**YOUR GOAL**: Reproduce the closing part of the entries exactly: the line with "Annotation task: tag one point per instance of the white cloud" and all lines after it, ending with the last line, and nothing else.

**RECORDS**:
BEGIN

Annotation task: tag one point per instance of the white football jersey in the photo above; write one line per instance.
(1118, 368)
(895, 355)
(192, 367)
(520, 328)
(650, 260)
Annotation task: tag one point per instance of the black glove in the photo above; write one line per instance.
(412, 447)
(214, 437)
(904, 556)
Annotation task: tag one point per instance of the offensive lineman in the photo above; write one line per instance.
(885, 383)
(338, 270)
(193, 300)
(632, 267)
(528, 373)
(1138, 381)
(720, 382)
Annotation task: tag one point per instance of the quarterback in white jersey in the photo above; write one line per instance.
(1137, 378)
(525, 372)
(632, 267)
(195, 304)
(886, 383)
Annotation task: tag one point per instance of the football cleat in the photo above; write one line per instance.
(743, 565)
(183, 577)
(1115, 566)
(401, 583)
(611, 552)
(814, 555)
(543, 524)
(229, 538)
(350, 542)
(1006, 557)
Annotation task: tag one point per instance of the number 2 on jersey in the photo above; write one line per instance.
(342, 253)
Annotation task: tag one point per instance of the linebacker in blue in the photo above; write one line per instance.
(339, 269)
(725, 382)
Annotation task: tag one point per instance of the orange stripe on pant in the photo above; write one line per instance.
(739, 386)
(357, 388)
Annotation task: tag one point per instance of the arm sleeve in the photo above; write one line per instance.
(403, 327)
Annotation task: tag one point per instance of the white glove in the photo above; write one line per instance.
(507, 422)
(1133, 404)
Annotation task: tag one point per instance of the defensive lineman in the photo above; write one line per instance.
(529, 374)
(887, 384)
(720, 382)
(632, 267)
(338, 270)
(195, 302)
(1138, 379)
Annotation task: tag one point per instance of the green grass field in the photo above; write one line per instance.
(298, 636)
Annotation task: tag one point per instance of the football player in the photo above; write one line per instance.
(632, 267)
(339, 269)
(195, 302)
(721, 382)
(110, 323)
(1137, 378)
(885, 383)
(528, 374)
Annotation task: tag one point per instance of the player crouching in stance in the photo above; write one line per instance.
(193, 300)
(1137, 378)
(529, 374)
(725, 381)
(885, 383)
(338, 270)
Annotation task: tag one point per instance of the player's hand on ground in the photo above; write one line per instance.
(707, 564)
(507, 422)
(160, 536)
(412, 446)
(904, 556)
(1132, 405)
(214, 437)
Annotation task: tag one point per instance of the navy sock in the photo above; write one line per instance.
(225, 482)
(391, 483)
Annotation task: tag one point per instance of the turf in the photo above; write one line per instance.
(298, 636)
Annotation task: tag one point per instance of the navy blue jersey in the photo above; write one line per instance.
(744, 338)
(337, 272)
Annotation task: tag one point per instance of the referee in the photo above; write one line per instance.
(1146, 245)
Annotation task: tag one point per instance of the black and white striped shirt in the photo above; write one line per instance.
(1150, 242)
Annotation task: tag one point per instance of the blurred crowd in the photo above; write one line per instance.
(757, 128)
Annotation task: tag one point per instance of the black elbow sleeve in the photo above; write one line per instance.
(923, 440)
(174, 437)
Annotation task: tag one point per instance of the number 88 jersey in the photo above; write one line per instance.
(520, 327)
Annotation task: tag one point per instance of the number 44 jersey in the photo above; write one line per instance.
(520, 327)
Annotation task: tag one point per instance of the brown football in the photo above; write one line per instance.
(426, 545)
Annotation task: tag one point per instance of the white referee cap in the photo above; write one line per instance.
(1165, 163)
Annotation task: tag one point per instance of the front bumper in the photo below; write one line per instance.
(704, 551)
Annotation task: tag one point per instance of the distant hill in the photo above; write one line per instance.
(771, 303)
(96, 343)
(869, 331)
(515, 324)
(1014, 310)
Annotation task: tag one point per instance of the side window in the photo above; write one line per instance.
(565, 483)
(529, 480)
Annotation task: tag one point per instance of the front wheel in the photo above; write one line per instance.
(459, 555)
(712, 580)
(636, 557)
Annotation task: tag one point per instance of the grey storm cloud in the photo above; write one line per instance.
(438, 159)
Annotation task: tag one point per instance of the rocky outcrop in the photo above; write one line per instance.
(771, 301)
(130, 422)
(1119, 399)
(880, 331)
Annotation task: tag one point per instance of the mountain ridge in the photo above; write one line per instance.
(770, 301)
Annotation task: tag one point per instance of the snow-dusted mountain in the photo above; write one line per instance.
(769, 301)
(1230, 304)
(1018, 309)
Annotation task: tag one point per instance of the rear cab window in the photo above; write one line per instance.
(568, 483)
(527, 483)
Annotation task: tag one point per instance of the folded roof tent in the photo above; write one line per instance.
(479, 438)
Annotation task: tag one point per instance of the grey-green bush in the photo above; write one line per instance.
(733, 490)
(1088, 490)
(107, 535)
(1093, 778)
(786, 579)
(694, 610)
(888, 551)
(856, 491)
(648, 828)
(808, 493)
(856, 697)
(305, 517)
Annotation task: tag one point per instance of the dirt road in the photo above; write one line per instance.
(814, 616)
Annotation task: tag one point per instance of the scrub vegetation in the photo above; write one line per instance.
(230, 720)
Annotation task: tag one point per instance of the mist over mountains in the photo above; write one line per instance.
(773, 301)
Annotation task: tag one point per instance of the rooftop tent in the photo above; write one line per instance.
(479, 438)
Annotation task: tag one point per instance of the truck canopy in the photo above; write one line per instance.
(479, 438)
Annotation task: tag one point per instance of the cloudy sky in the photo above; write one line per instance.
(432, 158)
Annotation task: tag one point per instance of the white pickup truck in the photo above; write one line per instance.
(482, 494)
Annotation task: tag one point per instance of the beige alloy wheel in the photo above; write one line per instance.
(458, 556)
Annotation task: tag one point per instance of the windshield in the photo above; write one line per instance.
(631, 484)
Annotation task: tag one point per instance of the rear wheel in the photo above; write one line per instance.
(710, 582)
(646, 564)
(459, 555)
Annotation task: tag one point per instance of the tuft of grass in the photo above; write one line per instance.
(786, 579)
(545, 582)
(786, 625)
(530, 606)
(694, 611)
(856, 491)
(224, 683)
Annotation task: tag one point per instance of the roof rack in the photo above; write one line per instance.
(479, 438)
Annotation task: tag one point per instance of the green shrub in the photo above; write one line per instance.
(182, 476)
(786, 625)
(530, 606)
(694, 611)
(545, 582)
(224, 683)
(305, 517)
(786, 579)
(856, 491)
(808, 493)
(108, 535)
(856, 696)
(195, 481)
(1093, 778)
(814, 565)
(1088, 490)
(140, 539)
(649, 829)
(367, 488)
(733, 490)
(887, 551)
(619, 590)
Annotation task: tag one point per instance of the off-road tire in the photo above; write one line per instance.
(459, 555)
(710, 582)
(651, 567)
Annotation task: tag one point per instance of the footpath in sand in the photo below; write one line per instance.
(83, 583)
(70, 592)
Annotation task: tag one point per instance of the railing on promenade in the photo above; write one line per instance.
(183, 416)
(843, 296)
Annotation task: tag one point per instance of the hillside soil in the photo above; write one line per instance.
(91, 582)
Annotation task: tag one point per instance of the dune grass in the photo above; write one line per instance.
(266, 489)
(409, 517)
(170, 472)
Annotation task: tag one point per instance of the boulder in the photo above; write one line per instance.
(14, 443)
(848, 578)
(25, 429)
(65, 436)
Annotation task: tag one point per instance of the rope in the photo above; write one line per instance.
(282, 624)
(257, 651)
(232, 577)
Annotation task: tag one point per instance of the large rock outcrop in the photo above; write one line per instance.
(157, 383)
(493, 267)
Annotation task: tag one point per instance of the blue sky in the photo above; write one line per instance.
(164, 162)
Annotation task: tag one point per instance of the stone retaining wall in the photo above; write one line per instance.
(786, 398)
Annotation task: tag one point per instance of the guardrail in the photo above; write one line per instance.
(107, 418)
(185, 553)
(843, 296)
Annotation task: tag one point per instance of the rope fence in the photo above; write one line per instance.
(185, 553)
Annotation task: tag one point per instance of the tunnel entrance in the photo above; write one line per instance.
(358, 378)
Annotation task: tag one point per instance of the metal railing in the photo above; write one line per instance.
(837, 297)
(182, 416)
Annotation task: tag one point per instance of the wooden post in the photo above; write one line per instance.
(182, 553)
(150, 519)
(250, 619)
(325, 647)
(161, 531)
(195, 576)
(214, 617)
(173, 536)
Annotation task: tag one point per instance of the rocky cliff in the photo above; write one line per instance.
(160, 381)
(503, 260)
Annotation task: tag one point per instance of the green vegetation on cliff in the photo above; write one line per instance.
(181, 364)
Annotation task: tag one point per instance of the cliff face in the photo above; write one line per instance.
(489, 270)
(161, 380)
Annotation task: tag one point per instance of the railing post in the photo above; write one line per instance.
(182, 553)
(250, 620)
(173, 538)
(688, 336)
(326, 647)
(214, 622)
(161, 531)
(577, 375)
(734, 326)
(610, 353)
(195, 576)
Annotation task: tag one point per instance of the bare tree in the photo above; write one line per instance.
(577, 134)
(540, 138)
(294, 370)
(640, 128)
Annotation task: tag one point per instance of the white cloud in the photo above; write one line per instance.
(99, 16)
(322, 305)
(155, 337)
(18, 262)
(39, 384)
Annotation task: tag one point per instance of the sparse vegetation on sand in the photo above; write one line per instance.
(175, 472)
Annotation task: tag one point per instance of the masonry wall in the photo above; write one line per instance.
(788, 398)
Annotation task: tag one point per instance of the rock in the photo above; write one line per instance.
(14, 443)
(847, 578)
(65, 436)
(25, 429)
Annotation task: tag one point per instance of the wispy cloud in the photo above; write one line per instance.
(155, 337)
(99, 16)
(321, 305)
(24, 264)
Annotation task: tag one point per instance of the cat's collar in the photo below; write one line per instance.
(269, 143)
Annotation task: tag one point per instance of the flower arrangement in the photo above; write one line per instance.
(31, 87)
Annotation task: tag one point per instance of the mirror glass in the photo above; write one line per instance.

END

**WORKED ANSWER**:
Annotation task: tag one point per instance of the white cloud in the photo above; write one line per instance.
(99, 16)
(322, 305)
(155, 337)
(18, 262)
(39, 384)
Annotation task: tag one point per instance of the sparse vegetation on sand in the photo above; write one line per instance.
(175, 472)
Annotation task: tag one point per instance of the masonry wall in the photo above; write one line per instance.
(788, 398)
Annotation task: tag one point per instance of the rock in the photo above; write one line per instance.
(14, 443)
(847, 578)
(65, 436)
(25, 429)
Annotation task: tag one point per instance of the wispy cloud in the photo above; write one line per instance.
(155, 337)
(99, 16)
(321, 305)
(24, 264)
Annotation task: tag one point per instance of the cat's collar in the photo below; write one line per instance.
(269, 143)
Annotation task: tag one point per instance of the flower arrangement in the photo above; write one line per instance.
(31, 87)
Annotation task: tag one point per instance of the mirror glass in the photo above; write one line per instance.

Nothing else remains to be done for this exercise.